Reproduce every row below character for character, in the same order.

▸ **TASK MATERIAL**
==================================================
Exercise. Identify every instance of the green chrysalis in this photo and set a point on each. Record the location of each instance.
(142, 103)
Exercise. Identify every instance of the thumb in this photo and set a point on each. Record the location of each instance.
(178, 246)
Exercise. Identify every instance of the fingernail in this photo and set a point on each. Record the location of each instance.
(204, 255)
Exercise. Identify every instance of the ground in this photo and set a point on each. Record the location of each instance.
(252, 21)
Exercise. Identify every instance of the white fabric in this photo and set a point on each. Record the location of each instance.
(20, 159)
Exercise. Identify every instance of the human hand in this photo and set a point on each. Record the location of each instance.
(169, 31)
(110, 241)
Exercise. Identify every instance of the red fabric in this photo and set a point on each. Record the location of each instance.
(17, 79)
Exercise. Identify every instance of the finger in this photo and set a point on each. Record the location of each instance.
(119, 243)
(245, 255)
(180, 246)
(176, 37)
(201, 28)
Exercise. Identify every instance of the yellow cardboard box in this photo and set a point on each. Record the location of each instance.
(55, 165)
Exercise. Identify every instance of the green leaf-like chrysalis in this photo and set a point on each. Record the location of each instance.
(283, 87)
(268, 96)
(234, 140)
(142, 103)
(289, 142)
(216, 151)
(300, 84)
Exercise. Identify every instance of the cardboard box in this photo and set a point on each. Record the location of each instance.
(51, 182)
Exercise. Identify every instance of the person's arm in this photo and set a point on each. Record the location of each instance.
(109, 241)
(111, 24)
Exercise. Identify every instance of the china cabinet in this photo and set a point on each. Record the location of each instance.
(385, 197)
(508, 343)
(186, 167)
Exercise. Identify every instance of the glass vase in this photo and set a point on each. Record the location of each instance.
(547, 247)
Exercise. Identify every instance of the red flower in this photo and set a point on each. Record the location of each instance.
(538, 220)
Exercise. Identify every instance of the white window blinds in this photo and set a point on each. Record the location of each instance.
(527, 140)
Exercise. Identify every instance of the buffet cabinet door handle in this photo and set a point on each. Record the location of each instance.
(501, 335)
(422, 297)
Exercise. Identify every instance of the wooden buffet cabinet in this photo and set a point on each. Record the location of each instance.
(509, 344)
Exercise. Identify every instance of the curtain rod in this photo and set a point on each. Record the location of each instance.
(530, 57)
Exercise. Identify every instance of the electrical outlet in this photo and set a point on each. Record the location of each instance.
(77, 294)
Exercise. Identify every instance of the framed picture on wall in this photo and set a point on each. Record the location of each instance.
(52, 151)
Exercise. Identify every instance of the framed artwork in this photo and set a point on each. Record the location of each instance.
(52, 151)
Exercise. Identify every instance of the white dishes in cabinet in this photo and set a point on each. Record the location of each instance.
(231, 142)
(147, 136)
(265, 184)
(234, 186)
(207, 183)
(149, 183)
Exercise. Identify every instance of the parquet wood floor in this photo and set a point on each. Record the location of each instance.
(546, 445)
==================================================
▸ **COMPLETED TASK**
Exercise. Identify every instance of the green chrysalis in this photo and set a point on each. Record the location of each instance.
(142, 103)
Exercise. Identify every instance of the thumb in this photo and set a point on each. Record the location of each instance.
(178, 246)
Exercise. Identify every instance of the fingernail in this photo and set a point on each. Record the location of each instance.
(204, 255)
Exercise. Identify every instance of the ground in this photo and set a point on each. Record the location of each instance.
(252, 21)
Exercise. Identify every instance of the white fabric in this photo and set a point on each. Record the location of each instance.
(20, 159)
Exercise. Identify every instance of the human hand in this photo and set a point on each. Record the location of each instance.
(169, 31)
(110, 241)
Exercise. Identify every instance of the red fabric in this photo and set a point on each. Record the location of each instance.
(17, 79)
Exercise. Identify every instance of the finger in this photo and set a point on each. Record the location of each instance.
(119, 243)
(245, 255)
(180, 246)
(176, 37)
(201, 28)
Exercise. Identify every instance of the yellow cardboard box in this photo and set a point on each. Record the location of each instance.
(55, 165)
Exercise. Identify every instance of the green leaf-like chrysalis in this photo and set a point on each. Record the location of each instance.
(283, 87)
(268, 96)
(234, 140)
(142, 103)
(289, 142)
(216, 151)
(300, 84)
Exercise. Identify every instance of the cardboard box in this photo and set a point on each. Record the location of each instance.
(51, 182)
Exercise. Identify every instance of the person's arm in this photo and set a point on each. Record the location of each instance.
(109, 241)
(111, 24)
Exercise. Identify every instance of the china cabinet in this photo and set a point on each. Record the location of each instance.
(385, 197)
(508, 343)
(186, 167)
Exercise. Identify every instance of the glass vase in this photo and set a point on each. Record the location of each instance.
(547, 247)
Exercise. Identify every instance of the red flower in this photo and set a point on each. Record the location of each instance.
(538, 220)
Exercise. Identify every instance of the white window blinds in this photo and set a point on each. Record the location of each instance.
(527, 140)
Exercise. Identify every instance of the buffet cabinet door handle in this photo and set a point on each. Record the location of each instance.
(501, 335)
(422, 297)
Exercise. Identify every instance of the wooden buffet cabinet in this photo and set a point on each. Record the location of each instance.
(509, 344)
Exercise. Identify every instance of the curtain rod in this photo and set a point on each. Record the location of each instance.
(530, 57)
Exercise. Identify every instance of the electrical outlet in this photo and set a point on each. Record the location of each instance.
(77, 294)
Exercise. Identify every instance of the framed picture on wall in this photo and set a point on each. Record the location of each instance.
(52, 151)
Exercise. Identify every instance of the framed artwork in this photo and set a point on each. Record the location of each instance.
(52, 151)
Exercise. Identify every instance of the white dishes in cabinet in this photo and set a point on each. Record the location of each instance.
(231, 142)
(147, 136)
(265, 184)
(234, 186)
(207, 183)
(149, 183)
Exercise. Identify every instance of the parquet wood floor in this photo and set a point on each. Record the location of each instance.
(546, 445)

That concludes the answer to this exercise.